● ТЕКСТ ДЛЯ ЧТЕНИЯ:
________________

В 1936 году ВВС начали увеличиваться, но этот процесс шел мучительно медленно, и даже сегодня мы были ненамного сильнее, чем в 1938 году.

Мюнхен. Ну и зрелище! Но, может быть, Чемберлен все-таки был прав, кто знает? Единственное, в чем я уверен: слава богу, что мы не ввязались в войну в 1938 году.

А что можно сказать о нашем союзнике — Франции? В июле мы совершили полет в Марсель и обратно через Париж и Лион, чтобы «показать флаг». По пути мы посетили несколько аэродромов, но нигде не видели ни единого французского самолета. Куда же все они делись? Никто не знал. Похоже, во французское правительство не меньше нашего приложило руку к развалу обороноспособности своей страны.

________________

● ПРИЛОЖЕННЫЙ ПЕРЕЧЕНЬ:

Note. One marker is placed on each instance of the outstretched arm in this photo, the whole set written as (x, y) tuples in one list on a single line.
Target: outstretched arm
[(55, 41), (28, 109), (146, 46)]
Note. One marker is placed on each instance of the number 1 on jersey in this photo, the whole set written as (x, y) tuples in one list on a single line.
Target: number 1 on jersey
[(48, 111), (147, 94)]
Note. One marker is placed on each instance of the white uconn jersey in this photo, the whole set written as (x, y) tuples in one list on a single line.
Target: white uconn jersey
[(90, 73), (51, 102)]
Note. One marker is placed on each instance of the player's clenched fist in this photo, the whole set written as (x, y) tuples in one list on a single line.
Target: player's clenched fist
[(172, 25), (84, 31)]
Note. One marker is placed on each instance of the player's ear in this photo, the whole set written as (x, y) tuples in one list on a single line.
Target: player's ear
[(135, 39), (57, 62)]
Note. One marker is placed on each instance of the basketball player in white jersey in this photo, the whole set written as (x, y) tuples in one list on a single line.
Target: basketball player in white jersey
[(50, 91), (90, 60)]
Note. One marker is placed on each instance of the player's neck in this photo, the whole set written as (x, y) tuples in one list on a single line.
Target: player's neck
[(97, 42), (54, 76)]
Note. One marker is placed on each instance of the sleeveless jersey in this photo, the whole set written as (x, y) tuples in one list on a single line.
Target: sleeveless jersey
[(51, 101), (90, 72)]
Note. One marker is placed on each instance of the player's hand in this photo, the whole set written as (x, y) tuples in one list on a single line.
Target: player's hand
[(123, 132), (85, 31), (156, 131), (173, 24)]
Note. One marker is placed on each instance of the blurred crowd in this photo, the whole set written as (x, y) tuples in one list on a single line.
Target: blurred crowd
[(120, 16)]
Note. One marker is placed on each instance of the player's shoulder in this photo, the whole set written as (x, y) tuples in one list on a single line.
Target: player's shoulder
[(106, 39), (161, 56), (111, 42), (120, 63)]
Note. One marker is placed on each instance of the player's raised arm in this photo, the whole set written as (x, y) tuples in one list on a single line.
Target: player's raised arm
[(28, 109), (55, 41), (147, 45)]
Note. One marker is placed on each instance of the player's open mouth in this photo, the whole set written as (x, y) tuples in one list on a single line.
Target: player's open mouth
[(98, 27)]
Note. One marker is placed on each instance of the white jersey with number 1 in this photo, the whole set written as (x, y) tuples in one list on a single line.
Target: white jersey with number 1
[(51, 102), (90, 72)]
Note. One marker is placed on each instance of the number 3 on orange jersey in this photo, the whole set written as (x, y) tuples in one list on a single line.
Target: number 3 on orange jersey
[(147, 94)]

________________

● ЗАДАНИЯ К ВЫПОЛНЕНИЮ:
A. Через какие два города, согласно тексту для чтения, проходил полет в Марсель и обратно?
B. Процитируйте из текста для чтения отрывок от слов «А что можно» до слов «обороноспособности своей страны.».
C. Перечислите все города, названные в тексте для чтения.

● ОТВЕТЫ К ЗАДАНИЯМ:
A. Через Париж и Лион.

B.
А что можно сказать о нашем союзнике — Франции? В июле мы совершили полет в Марсель и обратно через Париж и Лион, чтобы «показать флаг». По пути мы посетили несколько аэродромов, но нигде не видели ни единого французского самолета. Куда же все они делись? Никто не знал. Похоже, во французское правительство не меньше нашего приложило руку к развалу обороноспособности своей страны.

C. Мюнхен, Марсель, Париж, Лион.